Text shown:
▼

This post was written by Health Law and Policy Clinic student Ali Gentry, Harvard Law School ’23.
In early September, the Center for Health Law & Policy Innovation joined the National WIC Association and the Vouchers 4 Veggies – EatSF program in organizing more than 100 organizations to call on Congress to ensure a robust benefit for purchasing fruits and vegetables in the WIC program. Weeks later, Congress heeded the call, including an increase in the value of the WIC Cash Value Voucher in the Continuing Resolution that funds government operations through December. The increase is an important temporary victory for families enrolled in the WIC program – but more advocacy is needed to maintain the increase beyond December of 2021.

▲

List of tasks:
[A] Reproduce the WIC benefit post word for word, everything from "In early September, the" down to "December of 2021.".
[B] Carry the WIC benefit post forward from where it stops.

Given entries:

▼

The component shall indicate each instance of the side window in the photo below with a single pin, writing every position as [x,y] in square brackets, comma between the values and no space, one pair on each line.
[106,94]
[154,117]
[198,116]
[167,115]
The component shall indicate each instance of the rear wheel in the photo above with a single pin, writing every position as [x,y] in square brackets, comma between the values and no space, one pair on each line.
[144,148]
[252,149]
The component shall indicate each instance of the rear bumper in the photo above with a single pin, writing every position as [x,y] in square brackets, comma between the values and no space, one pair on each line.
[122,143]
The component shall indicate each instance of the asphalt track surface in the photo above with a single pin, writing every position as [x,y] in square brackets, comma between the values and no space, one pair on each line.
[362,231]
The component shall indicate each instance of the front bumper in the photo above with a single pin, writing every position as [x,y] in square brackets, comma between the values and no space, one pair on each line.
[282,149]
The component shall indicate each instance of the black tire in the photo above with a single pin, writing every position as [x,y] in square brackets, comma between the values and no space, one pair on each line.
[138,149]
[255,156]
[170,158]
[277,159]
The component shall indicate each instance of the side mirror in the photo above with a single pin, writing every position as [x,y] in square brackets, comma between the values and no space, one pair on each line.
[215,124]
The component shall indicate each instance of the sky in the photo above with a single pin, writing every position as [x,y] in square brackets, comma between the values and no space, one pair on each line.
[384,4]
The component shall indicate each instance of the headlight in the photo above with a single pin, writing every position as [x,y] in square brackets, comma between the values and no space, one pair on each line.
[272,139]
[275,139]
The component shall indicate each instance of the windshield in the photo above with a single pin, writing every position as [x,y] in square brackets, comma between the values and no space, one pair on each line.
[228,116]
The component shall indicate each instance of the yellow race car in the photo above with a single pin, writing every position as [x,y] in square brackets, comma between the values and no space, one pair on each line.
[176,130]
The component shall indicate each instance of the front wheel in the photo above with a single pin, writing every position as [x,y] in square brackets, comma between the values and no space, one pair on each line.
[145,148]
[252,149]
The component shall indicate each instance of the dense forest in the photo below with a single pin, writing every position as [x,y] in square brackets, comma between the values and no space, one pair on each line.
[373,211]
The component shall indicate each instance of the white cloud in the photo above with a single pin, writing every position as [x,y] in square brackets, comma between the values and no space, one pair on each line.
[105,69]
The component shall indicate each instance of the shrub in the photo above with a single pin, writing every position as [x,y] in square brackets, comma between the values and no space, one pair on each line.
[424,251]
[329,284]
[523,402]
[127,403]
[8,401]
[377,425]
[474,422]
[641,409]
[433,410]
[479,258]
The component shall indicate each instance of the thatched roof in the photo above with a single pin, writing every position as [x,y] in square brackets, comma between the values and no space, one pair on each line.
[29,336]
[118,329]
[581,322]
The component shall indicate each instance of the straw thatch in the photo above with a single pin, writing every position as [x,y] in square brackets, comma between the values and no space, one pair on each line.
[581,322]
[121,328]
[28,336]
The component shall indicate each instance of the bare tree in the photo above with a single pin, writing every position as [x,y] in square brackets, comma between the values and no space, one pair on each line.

▲

Answers to the exercises:
[A]
In early September, the Center for Health Law & Policy Innovation joined the National WIC Association and the Vouchers 4 Veggies – EatSF program in organizing more than 100 organizations to call on Congress to ensure a robust benefit for purchasing fruits and vegetables in the WIC program. Weeks later, Congress heeded the call, including an increase in the value of the WIC Cash Value Voucher in the Continuing Resolution that funds government operations through December. The increase is an important temporary victory for families enrolled in the WIC program – but more advocacy is needed to maintain the increase beyond December of 2021.

[B]
The Special Supplemental Nutrition Program for Women, Infants, and Children (WIC) provides supplemental foods, health care referrals, and nutrition education to low-income pregnant and postpartum women and to infants and children up to age five who are at nutritional risk. Improved food security and increased produce intake during pregnancy leads to decreased pregnancy complications, improved childhood development, and decreased rates of chronic disease. As Black and Latinx pregnant people are two times more likely to experience food insecurity than White pregnant people, addressing food insecurity is an important step in reduce racial disparities in health outcomes for communities of color.
Although the evidence is clear that produce intake is critical to improving health outcomes across the lifespan, the WIC Cash Value Voucher (also called the Cash Value Benefit) only provides $9/month for children and $11/month for women for purchasing produce. The American Rescue Plan Act temporarily increased the cash-value voucher to $35 per month through September 2021.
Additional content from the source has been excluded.